(Rows from a dataset)

* Start *

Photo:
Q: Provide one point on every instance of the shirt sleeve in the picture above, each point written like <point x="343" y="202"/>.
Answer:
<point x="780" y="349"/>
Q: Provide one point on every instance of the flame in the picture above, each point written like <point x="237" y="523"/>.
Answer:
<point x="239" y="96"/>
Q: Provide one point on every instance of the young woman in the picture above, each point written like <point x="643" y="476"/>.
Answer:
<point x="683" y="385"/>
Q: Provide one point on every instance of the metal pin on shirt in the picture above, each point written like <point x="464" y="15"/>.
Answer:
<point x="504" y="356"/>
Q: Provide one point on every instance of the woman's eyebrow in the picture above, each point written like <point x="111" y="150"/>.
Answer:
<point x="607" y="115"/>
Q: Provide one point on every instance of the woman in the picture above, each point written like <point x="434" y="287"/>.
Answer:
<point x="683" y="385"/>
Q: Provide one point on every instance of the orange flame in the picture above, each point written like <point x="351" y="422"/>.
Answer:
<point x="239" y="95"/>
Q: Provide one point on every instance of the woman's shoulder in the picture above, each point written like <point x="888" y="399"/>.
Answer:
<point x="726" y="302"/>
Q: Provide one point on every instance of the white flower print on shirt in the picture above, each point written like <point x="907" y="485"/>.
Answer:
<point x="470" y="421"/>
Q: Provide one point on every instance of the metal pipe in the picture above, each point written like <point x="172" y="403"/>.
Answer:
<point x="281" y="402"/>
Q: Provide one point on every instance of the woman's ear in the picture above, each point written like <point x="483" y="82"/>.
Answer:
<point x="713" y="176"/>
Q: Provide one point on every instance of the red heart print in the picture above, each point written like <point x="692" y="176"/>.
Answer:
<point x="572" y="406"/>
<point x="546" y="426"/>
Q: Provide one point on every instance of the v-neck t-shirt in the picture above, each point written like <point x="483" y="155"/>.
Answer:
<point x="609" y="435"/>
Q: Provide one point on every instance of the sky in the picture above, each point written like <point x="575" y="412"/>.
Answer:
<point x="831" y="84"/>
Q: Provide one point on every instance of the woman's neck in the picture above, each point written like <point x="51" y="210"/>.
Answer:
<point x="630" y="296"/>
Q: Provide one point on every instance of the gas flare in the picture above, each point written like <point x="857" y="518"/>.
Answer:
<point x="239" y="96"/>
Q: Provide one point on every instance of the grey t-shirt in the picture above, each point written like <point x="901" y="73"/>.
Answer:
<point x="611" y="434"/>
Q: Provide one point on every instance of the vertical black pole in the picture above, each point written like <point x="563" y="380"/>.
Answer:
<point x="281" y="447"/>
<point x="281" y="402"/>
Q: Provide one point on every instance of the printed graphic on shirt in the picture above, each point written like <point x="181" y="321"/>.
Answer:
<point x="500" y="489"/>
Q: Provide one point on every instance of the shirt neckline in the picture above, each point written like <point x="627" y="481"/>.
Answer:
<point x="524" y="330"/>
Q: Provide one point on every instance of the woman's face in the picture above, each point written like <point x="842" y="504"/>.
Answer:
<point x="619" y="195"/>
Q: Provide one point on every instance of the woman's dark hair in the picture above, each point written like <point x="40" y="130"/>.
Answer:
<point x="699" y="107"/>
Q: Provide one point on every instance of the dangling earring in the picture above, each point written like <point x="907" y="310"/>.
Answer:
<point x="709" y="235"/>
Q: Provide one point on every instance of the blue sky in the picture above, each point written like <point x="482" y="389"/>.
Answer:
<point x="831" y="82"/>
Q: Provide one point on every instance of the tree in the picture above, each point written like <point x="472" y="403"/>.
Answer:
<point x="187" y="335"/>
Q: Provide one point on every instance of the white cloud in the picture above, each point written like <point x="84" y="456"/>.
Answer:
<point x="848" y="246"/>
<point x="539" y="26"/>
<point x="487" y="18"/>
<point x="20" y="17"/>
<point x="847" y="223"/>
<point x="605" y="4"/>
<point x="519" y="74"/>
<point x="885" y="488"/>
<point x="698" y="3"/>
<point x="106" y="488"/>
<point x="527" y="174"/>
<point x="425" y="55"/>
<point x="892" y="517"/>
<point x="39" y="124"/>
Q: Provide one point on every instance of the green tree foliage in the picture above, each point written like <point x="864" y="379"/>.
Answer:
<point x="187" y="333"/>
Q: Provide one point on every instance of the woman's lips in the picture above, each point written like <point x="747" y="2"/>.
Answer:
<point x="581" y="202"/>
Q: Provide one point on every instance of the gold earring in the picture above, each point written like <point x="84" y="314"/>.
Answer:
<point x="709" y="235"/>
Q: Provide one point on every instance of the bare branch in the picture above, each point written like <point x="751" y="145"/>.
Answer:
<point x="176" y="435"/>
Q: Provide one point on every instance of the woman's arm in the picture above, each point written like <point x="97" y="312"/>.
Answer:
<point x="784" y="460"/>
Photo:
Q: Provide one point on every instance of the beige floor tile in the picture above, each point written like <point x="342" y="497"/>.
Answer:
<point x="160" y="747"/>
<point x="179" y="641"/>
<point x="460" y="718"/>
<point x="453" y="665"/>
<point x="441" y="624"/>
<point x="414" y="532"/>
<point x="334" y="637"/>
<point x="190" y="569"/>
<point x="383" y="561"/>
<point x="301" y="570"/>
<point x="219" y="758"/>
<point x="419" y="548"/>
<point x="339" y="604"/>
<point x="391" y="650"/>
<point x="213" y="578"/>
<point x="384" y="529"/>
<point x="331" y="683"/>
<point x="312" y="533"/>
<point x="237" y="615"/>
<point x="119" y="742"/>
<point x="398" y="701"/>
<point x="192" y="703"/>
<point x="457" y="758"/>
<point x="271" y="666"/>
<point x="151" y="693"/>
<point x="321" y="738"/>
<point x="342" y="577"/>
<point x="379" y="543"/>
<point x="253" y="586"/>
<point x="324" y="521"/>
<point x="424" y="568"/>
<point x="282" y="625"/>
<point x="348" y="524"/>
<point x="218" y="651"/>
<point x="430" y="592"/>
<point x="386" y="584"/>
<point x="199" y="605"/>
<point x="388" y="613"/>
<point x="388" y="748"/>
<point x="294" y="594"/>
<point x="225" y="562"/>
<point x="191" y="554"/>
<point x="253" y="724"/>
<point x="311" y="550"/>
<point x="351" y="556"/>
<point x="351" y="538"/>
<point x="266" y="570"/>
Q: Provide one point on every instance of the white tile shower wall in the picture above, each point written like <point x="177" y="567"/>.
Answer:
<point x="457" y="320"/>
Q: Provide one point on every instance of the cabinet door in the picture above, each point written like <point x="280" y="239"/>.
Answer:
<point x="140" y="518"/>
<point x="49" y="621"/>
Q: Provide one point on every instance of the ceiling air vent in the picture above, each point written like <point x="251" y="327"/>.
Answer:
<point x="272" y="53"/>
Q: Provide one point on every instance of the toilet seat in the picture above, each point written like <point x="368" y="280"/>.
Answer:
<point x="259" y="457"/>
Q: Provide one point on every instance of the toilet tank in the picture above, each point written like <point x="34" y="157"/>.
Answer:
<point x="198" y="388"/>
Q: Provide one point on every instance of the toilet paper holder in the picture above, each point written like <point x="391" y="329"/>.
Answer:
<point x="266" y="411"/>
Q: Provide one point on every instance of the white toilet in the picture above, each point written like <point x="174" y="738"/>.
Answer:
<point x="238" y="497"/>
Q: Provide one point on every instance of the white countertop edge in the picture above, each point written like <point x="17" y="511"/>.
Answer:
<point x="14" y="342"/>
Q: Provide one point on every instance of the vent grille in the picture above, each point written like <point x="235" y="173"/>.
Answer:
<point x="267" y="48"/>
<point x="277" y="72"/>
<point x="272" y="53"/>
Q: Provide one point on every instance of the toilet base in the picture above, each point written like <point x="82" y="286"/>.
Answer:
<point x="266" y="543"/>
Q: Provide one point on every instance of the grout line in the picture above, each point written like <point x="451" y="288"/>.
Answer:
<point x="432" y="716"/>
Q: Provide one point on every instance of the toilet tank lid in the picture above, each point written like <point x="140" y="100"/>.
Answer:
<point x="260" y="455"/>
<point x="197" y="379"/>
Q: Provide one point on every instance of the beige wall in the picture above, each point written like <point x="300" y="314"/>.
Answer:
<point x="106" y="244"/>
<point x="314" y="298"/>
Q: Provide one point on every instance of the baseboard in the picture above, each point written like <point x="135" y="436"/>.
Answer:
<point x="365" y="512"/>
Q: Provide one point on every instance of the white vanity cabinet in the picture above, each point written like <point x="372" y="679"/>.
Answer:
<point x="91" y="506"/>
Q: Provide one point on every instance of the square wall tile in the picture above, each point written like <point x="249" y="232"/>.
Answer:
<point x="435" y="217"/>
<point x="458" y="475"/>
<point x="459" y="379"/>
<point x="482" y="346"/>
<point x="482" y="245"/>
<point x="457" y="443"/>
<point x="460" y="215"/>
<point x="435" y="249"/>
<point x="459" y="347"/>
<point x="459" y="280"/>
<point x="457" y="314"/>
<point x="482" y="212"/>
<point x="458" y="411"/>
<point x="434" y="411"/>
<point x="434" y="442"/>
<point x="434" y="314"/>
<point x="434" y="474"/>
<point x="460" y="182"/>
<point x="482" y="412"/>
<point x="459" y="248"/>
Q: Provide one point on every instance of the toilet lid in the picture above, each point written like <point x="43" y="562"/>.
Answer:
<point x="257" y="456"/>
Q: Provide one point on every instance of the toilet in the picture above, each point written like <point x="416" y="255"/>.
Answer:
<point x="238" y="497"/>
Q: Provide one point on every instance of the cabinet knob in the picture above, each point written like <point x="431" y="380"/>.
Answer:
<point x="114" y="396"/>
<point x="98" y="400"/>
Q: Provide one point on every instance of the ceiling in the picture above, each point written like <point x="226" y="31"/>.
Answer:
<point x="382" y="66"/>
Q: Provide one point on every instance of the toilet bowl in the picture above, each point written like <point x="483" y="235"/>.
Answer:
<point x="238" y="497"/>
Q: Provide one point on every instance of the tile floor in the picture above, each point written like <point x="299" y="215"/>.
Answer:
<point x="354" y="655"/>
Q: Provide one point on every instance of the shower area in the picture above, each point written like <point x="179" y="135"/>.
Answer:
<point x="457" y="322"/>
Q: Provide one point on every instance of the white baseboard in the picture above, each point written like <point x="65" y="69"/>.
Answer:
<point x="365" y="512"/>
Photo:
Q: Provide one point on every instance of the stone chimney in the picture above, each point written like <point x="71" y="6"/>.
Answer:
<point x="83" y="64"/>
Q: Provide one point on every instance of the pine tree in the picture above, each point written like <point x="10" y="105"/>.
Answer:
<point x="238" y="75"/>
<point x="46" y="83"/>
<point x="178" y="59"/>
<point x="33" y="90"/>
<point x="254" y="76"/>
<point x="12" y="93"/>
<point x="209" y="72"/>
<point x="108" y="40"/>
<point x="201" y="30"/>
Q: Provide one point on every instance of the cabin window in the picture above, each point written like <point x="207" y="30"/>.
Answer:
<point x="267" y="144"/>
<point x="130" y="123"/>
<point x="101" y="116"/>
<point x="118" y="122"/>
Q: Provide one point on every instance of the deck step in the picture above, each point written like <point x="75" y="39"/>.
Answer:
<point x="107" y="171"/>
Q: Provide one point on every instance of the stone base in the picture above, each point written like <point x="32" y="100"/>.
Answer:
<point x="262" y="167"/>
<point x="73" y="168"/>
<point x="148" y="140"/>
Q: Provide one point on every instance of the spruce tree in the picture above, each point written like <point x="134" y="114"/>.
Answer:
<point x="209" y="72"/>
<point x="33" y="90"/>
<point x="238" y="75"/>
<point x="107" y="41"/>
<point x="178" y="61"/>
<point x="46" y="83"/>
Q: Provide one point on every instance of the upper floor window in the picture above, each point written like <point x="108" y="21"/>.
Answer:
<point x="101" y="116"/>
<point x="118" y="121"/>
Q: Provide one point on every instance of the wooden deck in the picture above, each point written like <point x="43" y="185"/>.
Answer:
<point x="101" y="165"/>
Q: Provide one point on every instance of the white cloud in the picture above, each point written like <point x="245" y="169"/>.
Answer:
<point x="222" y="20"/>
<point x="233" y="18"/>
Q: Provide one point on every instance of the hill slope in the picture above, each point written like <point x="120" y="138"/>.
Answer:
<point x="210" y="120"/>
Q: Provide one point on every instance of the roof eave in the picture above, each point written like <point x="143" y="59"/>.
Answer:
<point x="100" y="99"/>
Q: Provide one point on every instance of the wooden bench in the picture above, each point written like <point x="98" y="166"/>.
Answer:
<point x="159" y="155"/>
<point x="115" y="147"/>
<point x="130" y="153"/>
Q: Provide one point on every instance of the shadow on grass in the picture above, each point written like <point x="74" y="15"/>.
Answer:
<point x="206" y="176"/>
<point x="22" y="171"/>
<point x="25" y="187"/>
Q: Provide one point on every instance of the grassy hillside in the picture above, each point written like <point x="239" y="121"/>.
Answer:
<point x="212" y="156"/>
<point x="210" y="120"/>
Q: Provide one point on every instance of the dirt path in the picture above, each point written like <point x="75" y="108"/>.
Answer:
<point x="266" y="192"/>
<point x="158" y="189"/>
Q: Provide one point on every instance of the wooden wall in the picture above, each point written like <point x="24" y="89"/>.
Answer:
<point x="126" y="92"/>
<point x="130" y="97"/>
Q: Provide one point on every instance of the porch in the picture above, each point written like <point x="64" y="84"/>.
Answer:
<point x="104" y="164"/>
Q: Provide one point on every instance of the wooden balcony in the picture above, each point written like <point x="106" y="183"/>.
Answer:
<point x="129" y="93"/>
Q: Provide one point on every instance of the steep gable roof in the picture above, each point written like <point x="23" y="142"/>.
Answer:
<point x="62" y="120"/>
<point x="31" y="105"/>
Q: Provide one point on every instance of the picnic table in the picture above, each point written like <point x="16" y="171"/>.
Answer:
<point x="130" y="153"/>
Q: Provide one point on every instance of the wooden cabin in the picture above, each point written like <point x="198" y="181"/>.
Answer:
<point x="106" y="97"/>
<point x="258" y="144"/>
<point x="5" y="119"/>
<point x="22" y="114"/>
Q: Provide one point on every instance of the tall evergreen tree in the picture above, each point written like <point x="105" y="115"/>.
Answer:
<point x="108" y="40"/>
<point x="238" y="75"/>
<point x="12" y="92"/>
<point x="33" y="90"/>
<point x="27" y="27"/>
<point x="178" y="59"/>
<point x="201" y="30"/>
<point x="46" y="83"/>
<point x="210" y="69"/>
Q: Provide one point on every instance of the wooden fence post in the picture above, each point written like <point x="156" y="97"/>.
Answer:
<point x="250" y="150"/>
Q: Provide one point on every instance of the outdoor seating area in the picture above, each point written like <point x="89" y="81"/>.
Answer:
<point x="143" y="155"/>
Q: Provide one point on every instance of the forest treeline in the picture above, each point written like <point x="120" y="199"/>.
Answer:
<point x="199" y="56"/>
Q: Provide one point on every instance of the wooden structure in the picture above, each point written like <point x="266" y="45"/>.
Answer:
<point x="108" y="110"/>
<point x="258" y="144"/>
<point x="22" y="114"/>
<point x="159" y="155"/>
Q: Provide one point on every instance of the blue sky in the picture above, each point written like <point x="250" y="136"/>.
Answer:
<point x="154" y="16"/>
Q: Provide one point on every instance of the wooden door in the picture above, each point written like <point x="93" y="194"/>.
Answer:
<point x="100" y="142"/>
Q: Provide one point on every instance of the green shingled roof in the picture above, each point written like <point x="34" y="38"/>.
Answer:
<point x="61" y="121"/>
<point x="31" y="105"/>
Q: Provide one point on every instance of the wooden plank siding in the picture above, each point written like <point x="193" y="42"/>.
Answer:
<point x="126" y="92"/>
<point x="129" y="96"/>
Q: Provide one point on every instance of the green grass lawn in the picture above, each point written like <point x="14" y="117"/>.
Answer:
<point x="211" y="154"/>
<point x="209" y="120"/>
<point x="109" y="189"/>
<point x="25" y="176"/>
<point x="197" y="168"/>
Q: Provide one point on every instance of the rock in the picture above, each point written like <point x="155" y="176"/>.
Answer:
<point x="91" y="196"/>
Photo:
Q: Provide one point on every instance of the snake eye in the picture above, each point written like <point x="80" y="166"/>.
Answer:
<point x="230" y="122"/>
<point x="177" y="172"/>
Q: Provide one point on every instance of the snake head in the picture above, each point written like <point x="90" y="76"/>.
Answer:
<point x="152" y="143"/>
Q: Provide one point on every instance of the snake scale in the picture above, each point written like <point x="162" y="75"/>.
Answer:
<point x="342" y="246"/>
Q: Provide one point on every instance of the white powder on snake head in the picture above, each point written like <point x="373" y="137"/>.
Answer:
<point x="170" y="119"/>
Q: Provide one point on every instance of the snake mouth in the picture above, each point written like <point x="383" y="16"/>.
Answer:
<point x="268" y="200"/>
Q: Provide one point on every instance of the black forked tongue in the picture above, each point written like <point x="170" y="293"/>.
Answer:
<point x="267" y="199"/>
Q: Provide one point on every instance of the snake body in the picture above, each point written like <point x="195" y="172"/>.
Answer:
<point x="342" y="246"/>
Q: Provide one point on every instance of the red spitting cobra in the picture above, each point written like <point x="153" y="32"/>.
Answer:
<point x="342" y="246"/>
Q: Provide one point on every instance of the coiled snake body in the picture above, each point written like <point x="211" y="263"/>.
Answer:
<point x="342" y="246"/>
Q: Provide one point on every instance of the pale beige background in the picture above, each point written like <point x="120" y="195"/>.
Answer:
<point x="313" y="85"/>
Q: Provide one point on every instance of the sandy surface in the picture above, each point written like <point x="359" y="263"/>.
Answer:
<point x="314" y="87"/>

* End *

__STATED EXERCISE__. Copy out the lines from the line containing "Q: Provide one point on every instance of the black" to the end of the listing above, without alteration.

__RESULT OF THE TASK__.
Q: Provide one point on every instance of the black forked tongue in the picture above, each point written like <point x="170" y="293"/>.
Answer:
<point x="267" y="199"/>
Q: Provide one point on every instance of the snake body in the picture above, each point written like <point x="195" y="172"/>.
Answer:
<point x="342" y="246"/>
Q: Provide one point on every instance of the red spitting cobra in the picture above, each point written like <point x="153" y="32"/>.
Answer:
<point x="342" y="246"/>
Q: Provide one point on every instance of the coiled snake body in the picture above, each point written like <point x="211" y="263"/>.
Answer:
<point x="342" y="246"/>
Q: Provide one point on every instance of the pale beige background in the picture above, each point written like <point x="120" y="195"/>.
Answer:
<point x="313" y="85"/>
Q: Provide one point on every instance of the sandy surface in the picture above, each point written like <point x="359" y="263"/>.
Answer:
<point x="314" y="87"/>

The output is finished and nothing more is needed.